(EXERCISE DETAILS): Continue the passage below about the painting auctioned at Lempertz in 2014, starting after its last sentence.

(SELECTED EXTRACT Opens)

The painting - an oil on canvas - came to public attention after appearing at auction at Lempertz, Cologne, on 17 May 2014, where it was catalogued as ‘‘Netherlandish School, mid-17th century’’ and sold for €1,508,000 including premium.

Amsterdam art dealer Jan Six is credited with recognising the painting as an early work by Rembrandt, having identified a young man in the background—the figure in white at the upper right—as a self-portrait of the artist. The painting was later attributed to Rembrandt and dated to his Leiden period. It was authenticated by several specialists, including the Ashmolean's Christopher Brown.

(SELECTED EXTRACT Closes)
(GIVEN DATA Opens)

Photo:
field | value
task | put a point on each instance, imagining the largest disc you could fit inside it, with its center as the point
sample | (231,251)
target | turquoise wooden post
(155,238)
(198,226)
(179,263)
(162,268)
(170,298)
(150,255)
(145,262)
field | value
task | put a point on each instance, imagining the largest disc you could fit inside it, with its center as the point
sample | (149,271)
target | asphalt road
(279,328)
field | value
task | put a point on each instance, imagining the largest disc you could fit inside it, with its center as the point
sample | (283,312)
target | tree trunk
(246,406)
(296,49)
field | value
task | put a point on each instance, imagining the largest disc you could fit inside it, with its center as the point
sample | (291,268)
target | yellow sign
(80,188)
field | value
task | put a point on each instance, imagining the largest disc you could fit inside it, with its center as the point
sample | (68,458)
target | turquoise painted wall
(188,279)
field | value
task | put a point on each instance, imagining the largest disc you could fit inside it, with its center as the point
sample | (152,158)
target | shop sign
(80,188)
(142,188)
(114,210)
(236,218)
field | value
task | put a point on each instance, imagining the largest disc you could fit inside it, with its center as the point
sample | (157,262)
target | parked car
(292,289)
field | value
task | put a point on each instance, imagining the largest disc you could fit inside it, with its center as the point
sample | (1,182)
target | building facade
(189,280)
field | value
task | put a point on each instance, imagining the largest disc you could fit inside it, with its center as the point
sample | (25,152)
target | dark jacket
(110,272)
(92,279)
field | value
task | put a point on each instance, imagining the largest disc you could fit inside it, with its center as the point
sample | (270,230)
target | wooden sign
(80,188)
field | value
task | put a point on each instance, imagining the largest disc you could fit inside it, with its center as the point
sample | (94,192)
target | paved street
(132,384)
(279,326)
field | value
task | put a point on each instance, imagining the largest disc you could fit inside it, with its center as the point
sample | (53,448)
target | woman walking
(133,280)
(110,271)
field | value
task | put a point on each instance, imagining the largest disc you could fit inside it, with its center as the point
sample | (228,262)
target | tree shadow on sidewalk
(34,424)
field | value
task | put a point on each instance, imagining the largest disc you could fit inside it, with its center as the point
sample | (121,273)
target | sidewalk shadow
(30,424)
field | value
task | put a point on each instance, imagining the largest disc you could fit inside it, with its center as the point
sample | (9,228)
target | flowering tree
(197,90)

(GIVEN DATA Closes)

(FINAL ANSWER):
At the time of the sale, the painting included extensive later overpainting, which was subsequently removed during restoration. Among other alterations, the overpainting covered up a naked child in the foreground, and replaced the turban of a man at centre-left with a Dutch soft cap. Art historian Andrew Graham-Dixon connects the painting's subject matter, and the presence of people in non-European dress in the crowd, with the influx of refugees to Leiden in 1626 fleeing the Thirty Years' War. The painting was not completely finished when the overpainting took place, and Christiaan Vogelaar suggested some of the finishing may have been done by Claes Corneliszoon Moeyaert.

The face of the man under the archway at the back of the painting, and the woman looking out from between two other figures, were modelled on Rembrandt's father and mother.

The painting was included in the exhibition Young Rembrandt, held at Museum De Lakenhal, Leiden (from 2 November 2019), and the Ashmolean Museum, Oxford (27 February – 7 June 2020).

In 2026 Sotheby's announced the painting would be auctioned on 1 July that year, and estimated its likely price as between eight and twelve million pounds.